═════ Excerpted text
Together with scary high unemployment rates in many European countries, especially among young people, the debt levels are more than scaring. It is unbelievable how so called responsible governments (read; Germany, France and the UK) have allowed European debts to raise. This is pure speculation but have they been willing to let other countries increase their debt so they could avoid criticism for doing exactly the same themselves?
European Financial Metrics – Debt/GDP (MMs of Euros)
European Financial Metrics – 2010 GDP Ranking (MMs of Euros)
France and Germany are in no way capable of bailing out Spain and Italy. In fact Spain is far better off when it comes to level of debts than the three others, question is if Spain can raise its growth enabling them to maintain the loans.
The Problem Is Not Just Europe (All Currency In USD at 1.40 exchange rate)
The US is actually in a no better situation than the countries worst out in Europe. Their advantage may be still able to borrow at reasonable cost, but if bringing in unfunded liabilities (Social Security, Medicare and Medicaid) the US Government is insolvent!
══════════
═════ Material shown
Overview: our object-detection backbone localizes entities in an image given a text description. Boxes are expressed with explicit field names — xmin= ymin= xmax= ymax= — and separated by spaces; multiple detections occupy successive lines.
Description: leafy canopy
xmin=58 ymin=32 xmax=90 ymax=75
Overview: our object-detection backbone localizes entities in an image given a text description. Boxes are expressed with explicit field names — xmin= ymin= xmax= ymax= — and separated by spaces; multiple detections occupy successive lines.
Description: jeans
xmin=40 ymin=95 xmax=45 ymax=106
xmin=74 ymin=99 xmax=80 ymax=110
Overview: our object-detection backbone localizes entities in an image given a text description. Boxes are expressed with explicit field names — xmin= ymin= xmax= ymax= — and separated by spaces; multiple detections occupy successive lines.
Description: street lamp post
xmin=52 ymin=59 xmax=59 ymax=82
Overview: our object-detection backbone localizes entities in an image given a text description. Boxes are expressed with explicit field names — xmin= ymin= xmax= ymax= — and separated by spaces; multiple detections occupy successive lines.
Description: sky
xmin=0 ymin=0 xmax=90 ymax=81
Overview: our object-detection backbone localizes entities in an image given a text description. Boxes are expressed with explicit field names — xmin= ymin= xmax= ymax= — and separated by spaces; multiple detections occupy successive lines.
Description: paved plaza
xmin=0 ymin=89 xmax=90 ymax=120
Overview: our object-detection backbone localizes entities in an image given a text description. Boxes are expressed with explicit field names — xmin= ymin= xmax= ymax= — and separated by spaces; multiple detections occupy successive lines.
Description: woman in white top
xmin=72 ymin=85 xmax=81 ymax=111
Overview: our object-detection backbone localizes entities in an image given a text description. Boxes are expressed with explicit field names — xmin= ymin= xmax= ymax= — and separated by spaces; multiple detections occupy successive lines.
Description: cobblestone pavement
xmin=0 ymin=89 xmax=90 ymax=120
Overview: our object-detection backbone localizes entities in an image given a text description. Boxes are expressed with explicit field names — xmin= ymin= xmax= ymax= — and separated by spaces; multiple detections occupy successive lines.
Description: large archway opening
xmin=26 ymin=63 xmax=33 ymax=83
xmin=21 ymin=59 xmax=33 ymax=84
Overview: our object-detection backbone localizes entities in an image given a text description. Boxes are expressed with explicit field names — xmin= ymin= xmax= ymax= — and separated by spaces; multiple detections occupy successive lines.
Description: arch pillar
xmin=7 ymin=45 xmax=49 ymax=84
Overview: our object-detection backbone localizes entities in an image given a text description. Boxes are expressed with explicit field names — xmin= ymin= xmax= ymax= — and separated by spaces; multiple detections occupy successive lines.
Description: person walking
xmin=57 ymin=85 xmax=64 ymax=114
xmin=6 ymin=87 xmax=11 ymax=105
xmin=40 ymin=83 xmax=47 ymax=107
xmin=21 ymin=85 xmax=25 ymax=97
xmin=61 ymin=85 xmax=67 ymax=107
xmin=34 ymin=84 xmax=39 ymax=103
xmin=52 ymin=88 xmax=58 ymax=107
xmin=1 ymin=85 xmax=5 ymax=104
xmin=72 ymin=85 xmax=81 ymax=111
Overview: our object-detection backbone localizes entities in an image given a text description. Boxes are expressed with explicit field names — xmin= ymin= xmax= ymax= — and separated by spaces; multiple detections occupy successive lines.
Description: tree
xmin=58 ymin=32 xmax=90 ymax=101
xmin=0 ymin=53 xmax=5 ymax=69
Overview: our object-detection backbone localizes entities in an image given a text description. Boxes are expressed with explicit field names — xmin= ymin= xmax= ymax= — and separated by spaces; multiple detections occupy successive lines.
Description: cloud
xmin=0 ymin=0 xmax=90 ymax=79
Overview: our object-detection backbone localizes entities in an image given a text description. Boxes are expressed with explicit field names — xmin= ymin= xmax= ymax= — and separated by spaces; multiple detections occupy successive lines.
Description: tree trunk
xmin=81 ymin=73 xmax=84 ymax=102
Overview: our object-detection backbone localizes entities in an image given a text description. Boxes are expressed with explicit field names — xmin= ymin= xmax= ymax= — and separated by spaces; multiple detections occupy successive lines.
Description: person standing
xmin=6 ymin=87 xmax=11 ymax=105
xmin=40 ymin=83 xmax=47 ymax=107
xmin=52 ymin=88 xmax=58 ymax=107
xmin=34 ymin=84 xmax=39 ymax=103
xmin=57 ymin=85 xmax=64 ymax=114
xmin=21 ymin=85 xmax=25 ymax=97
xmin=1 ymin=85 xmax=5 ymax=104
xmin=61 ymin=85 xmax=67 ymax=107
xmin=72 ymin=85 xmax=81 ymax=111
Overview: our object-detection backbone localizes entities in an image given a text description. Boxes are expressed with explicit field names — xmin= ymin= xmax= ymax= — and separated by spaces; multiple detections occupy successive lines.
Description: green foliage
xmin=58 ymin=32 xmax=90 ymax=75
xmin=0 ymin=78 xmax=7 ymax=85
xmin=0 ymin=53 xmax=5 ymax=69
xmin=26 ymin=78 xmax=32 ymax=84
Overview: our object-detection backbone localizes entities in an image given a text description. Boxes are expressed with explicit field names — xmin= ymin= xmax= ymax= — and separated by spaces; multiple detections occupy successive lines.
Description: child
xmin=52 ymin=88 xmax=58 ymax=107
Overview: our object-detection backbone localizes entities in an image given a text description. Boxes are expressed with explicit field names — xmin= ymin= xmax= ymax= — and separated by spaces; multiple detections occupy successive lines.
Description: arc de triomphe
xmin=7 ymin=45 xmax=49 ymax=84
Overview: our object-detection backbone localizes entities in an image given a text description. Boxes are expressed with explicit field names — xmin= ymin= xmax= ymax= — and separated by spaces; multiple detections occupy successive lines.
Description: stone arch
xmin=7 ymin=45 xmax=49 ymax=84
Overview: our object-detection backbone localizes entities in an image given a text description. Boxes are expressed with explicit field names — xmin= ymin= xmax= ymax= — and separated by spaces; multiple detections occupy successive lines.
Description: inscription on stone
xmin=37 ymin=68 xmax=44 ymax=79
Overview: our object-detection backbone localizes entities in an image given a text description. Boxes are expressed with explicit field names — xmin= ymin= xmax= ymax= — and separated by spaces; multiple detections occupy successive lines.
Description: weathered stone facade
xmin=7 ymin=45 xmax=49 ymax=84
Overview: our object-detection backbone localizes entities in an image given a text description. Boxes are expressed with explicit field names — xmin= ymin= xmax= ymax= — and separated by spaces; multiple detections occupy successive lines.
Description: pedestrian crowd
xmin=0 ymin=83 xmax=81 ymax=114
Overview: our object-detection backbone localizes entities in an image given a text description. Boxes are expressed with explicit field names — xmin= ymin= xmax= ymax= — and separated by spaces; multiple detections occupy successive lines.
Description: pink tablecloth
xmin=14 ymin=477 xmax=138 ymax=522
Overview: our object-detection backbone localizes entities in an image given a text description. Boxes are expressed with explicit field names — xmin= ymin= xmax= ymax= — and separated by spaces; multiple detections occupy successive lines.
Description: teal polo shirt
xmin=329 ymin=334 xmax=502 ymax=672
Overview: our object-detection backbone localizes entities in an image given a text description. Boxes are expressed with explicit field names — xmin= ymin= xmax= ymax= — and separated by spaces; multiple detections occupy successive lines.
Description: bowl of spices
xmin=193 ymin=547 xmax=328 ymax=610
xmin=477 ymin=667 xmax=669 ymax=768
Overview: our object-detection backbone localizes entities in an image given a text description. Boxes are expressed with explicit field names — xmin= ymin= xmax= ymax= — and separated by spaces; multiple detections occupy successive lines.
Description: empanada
══════════
**Exercise goal:** Please explain, using the text on European debt, why it says the US is in no better situation than the worst-off countries in Europe. Answer in one to three sentences.

**Task answer:** The text grants that the US may still be able to borrow at reasonable cost. It argues, however, that once unfunded liabilities such as Social Security, Medicare and Medicaid are counted, the US government is insolvent.